* _Documento_
•••

4. DA RESCINDIBILIDADE DA COISA JULGADA PARCIAL.
Verificada a possibilidade da formação da coisa julgada parcial, passaremos a análise da
rescindibilidade desta coisa julgada parcial. Para tanto, inicialmente será necessário realizar
algumas considerações sobre a Ação Rescisória;
4.1. AÇÃO RESCISÓRIA
Ao final do processo, a sentença, acordão ou decisão interlocutória de mérito deverá ser
acobertada pela coisa julgada, sendo atingida pelos efeitos da indiscutibilidade e da
imutabilidade. Logo, contra estas decisões não caberá mais nenhum tipo de recurso, pois só
assim será alcançado o objetivo fundamental do processo que é a pacificação social.

•••

* _Conjunto de registros_
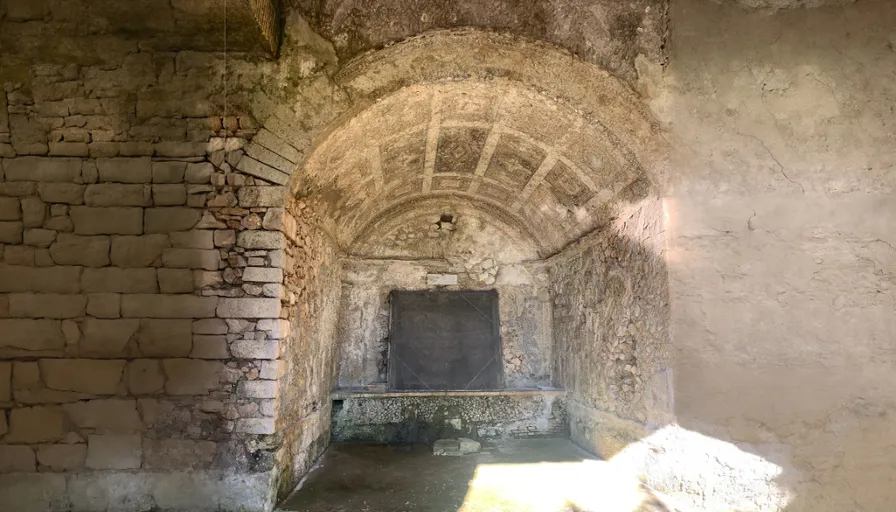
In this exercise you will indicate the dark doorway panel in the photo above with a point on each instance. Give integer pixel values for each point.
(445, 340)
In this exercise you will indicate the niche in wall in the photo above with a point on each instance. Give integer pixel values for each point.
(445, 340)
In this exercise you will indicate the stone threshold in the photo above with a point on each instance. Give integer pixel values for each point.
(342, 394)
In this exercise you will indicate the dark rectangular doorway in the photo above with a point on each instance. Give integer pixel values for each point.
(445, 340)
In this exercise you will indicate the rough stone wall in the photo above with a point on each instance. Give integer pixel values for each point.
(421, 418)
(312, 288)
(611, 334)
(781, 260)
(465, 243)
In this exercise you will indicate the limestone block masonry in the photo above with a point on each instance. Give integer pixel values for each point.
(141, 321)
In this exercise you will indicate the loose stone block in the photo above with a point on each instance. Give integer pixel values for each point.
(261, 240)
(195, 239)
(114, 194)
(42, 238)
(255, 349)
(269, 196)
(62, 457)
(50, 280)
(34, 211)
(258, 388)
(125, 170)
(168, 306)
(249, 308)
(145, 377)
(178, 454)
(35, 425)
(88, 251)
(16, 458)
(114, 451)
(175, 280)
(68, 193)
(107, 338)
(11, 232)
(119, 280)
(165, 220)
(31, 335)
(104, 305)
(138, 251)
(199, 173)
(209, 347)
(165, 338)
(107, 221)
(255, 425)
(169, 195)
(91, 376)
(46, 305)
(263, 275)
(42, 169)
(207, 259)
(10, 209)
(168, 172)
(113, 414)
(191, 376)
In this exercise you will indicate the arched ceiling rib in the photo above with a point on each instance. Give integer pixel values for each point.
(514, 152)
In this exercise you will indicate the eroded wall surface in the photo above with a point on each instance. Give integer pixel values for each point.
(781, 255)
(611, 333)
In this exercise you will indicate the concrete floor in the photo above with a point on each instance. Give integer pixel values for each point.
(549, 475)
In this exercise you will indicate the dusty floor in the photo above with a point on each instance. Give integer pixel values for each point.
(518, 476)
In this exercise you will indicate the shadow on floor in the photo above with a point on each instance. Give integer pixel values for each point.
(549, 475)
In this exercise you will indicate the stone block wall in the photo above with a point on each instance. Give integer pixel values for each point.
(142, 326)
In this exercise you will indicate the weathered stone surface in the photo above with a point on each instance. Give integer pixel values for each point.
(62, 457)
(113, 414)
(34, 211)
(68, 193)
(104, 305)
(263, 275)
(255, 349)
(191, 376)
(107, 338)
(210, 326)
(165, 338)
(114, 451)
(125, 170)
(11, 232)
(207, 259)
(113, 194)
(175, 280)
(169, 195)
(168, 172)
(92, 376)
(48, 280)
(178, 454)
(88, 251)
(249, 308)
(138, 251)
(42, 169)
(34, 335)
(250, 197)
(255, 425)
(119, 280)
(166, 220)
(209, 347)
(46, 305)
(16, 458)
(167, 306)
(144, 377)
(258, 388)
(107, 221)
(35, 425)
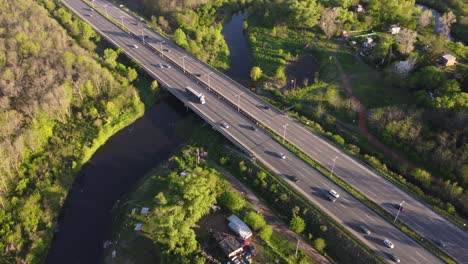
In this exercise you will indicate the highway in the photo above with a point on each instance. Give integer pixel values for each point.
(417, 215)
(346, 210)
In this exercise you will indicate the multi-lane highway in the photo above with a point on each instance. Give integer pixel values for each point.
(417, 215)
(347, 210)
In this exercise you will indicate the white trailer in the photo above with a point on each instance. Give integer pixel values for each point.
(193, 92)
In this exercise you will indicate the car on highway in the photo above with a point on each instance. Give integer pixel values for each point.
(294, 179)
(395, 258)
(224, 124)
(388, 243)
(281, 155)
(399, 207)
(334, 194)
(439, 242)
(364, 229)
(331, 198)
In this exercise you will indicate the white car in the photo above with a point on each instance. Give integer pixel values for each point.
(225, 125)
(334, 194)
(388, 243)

•••

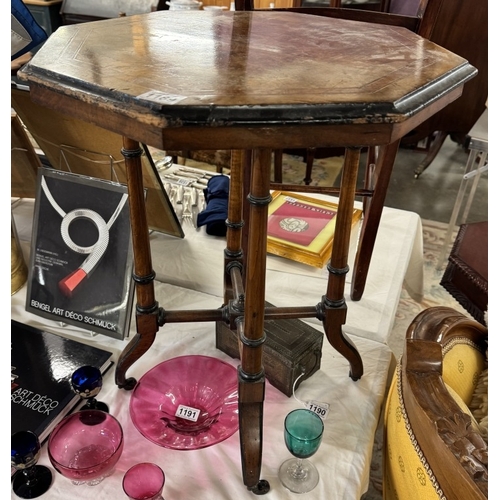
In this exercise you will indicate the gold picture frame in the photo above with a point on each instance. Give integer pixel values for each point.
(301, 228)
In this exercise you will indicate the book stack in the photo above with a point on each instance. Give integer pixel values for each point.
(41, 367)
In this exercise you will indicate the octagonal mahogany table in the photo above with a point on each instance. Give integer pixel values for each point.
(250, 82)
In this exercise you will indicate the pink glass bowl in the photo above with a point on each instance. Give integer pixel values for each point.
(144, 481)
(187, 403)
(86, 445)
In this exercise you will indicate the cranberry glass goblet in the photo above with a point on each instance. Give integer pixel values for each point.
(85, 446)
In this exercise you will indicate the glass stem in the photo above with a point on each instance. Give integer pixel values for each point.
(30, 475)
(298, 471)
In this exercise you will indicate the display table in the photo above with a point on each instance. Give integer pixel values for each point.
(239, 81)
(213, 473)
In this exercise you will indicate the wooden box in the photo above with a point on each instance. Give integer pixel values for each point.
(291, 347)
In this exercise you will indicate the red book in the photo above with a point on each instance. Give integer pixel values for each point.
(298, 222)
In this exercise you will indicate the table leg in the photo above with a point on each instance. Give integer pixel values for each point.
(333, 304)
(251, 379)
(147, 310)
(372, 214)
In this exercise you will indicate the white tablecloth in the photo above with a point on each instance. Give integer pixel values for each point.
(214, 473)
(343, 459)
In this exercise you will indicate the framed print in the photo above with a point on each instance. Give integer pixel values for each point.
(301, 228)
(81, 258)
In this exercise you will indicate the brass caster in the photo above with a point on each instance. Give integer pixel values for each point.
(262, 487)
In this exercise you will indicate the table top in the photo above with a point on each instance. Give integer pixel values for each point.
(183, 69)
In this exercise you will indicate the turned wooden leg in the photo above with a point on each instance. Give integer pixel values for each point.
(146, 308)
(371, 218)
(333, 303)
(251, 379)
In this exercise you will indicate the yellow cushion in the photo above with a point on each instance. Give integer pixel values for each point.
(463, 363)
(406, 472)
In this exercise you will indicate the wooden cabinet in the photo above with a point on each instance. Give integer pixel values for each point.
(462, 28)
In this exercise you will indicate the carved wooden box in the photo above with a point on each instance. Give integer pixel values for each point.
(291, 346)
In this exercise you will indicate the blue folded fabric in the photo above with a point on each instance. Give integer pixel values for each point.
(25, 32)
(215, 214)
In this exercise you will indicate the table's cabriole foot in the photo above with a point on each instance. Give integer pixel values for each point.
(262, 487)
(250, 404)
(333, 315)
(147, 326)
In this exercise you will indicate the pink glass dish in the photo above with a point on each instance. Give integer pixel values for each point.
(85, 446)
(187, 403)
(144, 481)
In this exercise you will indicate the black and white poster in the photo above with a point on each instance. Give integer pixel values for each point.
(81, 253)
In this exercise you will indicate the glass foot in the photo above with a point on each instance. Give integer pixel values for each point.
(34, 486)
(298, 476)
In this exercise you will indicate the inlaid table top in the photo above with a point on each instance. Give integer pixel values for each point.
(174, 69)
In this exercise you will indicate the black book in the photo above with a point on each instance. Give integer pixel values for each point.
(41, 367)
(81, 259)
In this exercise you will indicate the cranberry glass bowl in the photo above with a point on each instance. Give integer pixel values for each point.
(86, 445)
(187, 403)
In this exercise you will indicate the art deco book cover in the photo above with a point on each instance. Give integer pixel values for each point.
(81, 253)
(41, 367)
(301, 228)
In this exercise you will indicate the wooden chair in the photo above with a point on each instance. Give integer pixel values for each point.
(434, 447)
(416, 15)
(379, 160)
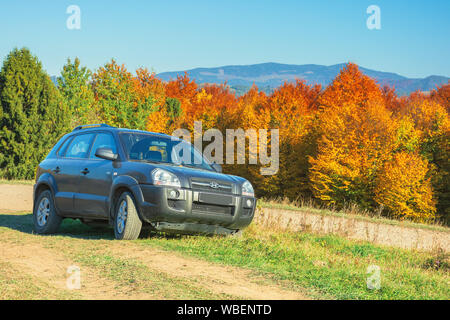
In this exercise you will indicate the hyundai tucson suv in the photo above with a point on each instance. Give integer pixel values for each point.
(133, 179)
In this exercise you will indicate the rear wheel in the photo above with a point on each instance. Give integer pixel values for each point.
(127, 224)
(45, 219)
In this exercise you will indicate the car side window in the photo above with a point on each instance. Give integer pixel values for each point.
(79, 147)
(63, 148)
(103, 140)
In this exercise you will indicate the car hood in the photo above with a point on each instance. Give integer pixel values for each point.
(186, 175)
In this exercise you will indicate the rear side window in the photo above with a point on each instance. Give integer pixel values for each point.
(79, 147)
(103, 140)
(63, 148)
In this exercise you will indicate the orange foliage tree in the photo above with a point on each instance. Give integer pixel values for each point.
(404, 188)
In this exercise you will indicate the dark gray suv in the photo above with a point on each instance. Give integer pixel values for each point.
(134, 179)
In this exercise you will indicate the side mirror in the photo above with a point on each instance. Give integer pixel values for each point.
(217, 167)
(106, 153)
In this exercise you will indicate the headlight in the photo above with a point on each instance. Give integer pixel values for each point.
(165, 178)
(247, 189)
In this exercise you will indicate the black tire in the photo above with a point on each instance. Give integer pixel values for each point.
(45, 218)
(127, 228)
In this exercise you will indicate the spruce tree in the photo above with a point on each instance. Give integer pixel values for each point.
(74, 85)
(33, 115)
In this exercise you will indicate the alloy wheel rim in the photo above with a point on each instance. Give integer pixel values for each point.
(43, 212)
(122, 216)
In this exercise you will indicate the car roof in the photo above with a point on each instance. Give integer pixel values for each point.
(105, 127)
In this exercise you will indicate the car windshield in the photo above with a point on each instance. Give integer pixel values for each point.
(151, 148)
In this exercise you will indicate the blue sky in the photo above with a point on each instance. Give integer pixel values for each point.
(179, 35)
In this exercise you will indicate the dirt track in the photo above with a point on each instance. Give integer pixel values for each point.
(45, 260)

•••

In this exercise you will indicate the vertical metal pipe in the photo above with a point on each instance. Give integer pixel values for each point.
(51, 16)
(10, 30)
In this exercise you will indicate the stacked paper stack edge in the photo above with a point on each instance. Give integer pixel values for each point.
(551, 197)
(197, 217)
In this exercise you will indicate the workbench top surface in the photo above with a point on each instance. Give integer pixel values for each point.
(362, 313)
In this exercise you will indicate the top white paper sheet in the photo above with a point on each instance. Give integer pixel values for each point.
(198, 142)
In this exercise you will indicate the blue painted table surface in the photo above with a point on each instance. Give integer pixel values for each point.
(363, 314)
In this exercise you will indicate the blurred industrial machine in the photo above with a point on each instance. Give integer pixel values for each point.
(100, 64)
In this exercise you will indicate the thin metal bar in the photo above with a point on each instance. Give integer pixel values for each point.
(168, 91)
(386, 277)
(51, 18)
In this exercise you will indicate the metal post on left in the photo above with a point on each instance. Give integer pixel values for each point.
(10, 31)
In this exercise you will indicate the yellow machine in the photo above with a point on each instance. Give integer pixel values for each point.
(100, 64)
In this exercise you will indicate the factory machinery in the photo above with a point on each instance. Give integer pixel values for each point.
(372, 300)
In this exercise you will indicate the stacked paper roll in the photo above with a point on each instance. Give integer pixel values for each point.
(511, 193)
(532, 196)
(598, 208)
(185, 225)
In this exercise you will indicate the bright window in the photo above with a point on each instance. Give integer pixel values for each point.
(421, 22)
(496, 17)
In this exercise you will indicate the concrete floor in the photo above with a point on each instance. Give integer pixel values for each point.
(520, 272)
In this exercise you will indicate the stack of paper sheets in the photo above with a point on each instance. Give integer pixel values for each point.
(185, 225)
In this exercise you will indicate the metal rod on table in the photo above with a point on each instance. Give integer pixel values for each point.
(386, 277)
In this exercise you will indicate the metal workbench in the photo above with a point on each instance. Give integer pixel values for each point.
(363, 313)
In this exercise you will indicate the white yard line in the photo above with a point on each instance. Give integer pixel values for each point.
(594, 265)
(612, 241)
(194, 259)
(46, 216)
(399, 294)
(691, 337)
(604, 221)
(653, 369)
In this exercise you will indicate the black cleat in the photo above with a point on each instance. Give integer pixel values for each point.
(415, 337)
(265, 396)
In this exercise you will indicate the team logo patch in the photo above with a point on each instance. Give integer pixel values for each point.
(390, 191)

•••

* _Orientações do exercício_
Reescreva o trecho do texto sobre a coisa julgada parcial que se abre com as palavras em que consta "4. DA RESCINDIBILIDADE" e se fecha com "a pacificação social.", substituindo "pacificação social" por "segurança jurídica". Os registros não têm nenhum papel nesta tarefa.

* _Resultado do exercício_
4. DA RESCINDIBILIDADE DA COISA JULGADA PARCIAL.
Verificada a possibilidade da formação da coisa julgada parcial, passaremos a análise da
rescindibilidade desta coisa julgada parcial. Para tanto, inicialmente será necessário realizar
algumas considerações sobre a Ação Rescisória;
4.1. AÇÃO RESCISÓRIA
Ao final do processo, a sentença, acordão ou decisão interlocutória de mérito deverá ser
acobertada pela coisa julgada, sendo atingida pelos efeitos da indiscutibilidade e da
imutabilidade. Logo, contra estas decisões não caberá mais nenhum tipo de recurso, pois só
assim será alcançado o objetivo fundamental do processo que é a segurança jurídica.